• **Task item**
Copy out all lines in the data below containing the string "deep".

Image-grounded pointing data:
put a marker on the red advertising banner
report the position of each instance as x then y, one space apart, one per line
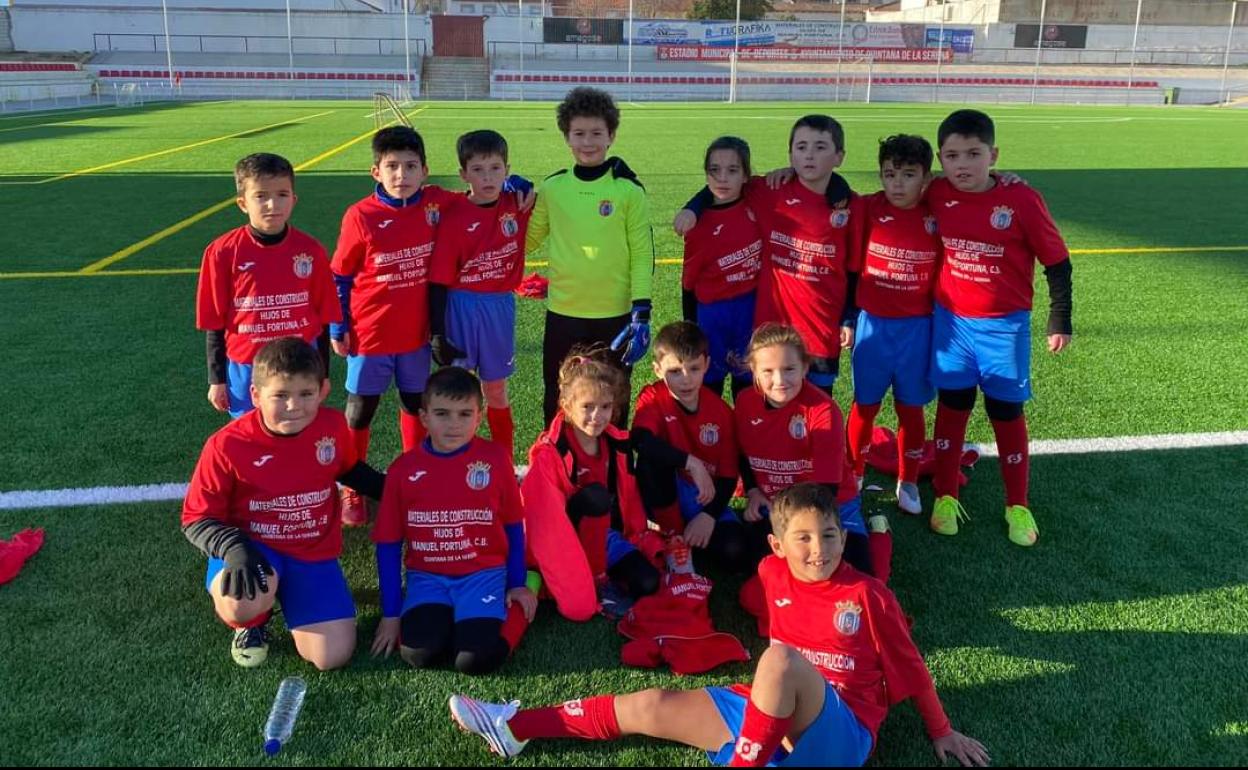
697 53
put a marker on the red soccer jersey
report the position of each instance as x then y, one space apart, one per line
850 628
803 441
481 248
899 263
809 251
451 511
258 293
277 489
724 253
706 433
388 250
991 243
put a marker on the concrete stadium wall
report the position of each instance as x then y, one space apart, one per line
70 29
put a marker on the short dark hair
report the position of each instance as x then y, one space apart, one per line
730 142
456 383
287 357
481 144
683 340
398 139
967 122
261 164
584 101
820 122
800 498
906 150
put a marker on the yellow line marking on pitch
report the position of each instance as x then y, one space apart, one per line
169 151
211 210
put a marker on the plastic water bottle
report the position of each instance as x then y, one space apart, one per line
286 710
* * *
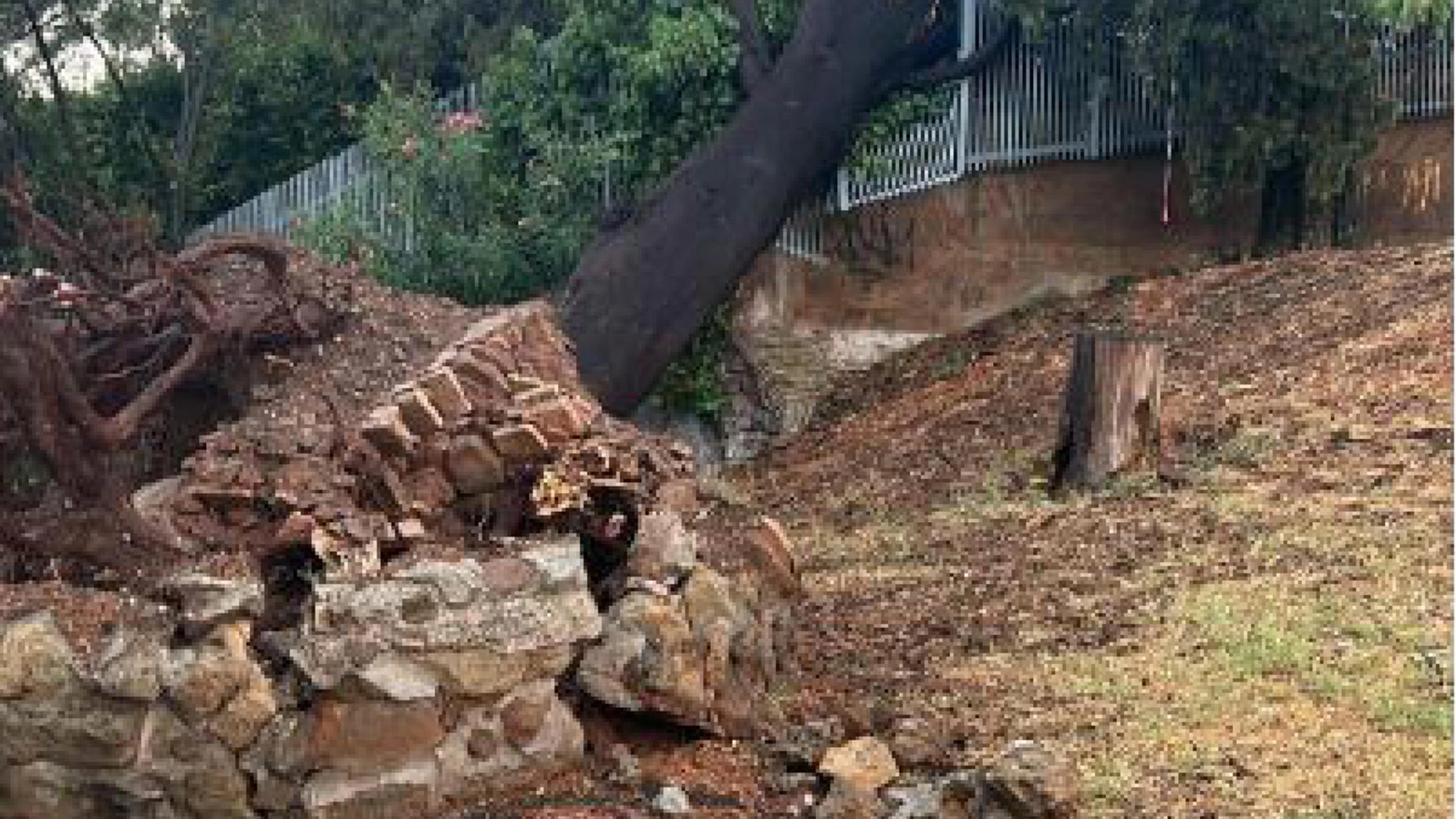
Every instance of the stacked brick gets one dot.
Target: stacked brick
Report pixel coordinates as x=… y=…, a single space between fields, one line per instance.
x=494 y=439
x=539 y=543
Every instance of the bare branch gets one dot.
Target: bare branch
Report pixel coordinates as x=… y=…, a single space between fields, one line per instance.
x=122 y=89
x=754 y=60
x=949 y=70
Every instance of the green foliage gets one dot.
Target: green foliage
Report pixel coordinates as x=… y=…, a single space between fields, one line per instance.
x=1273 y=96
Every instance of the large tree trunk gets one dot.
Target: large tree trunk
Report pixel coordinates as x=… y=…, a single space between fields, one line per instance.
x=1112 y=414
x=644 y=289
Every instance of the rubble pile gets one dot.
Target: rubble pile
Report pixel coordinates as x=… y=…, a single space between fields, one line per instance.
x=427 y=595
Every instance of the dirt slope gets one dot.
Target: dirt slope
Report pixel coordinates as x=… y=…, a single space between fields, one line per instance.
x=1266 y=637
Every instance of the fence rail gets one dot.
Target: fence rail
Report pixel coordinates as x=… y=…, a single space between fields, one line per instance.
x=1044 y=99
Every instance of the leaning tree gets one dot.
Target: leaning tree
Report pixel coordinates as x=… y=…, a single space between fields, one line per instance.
* * *
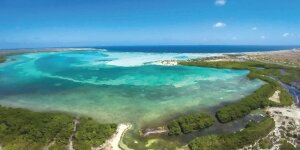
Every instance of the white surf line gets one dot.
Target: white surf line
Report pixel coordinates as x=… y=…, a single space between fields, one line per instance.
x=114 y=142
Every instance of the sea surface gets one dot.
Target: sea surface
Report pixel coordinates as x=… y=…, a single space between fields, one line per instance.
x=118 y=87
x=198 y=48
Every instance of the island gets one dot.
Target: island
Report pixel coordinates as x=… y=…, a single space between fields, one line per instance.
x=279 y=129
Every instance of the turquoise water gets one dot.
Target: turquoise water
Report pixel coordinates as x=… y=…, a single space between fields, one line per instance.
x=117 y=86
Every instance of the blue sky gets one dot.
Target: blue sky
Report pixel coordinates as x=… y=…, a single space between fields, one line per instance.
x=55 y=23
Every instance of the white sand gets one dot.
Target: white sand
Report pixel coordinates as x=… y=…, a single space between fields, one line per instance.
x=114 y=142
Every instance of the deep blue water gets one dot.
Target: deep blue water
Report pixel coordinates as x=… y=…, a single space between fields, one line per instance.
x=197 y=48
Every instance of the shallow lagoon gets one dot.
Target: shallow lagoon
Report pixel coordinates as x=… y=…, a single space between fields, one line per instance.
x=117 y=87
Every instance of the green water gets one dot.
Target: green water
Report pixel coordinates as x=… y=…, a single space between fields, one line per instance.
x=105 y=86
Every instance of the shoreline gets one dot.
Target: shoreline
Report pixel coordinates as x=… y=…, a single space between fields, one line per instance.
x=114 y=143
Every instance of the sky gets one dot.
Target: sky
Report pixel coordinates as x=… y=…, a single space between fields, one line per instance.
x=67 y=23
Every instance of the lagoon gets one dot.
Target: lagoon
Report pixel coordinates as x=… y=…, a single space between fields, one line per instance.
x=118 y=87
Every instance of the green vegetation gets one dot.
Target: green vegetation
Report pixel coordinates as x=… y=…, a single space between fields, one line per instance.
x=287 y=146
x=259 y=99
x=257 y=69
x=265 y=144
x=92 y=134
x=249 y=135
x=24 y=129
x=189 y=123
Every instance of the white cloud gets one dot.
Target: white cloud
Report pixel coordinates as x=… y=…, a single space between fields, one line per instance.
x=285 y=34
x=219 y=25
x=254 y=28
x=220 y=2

• **Task result**
Every instance of the deep blue water gets one dot.
Target: deep blue water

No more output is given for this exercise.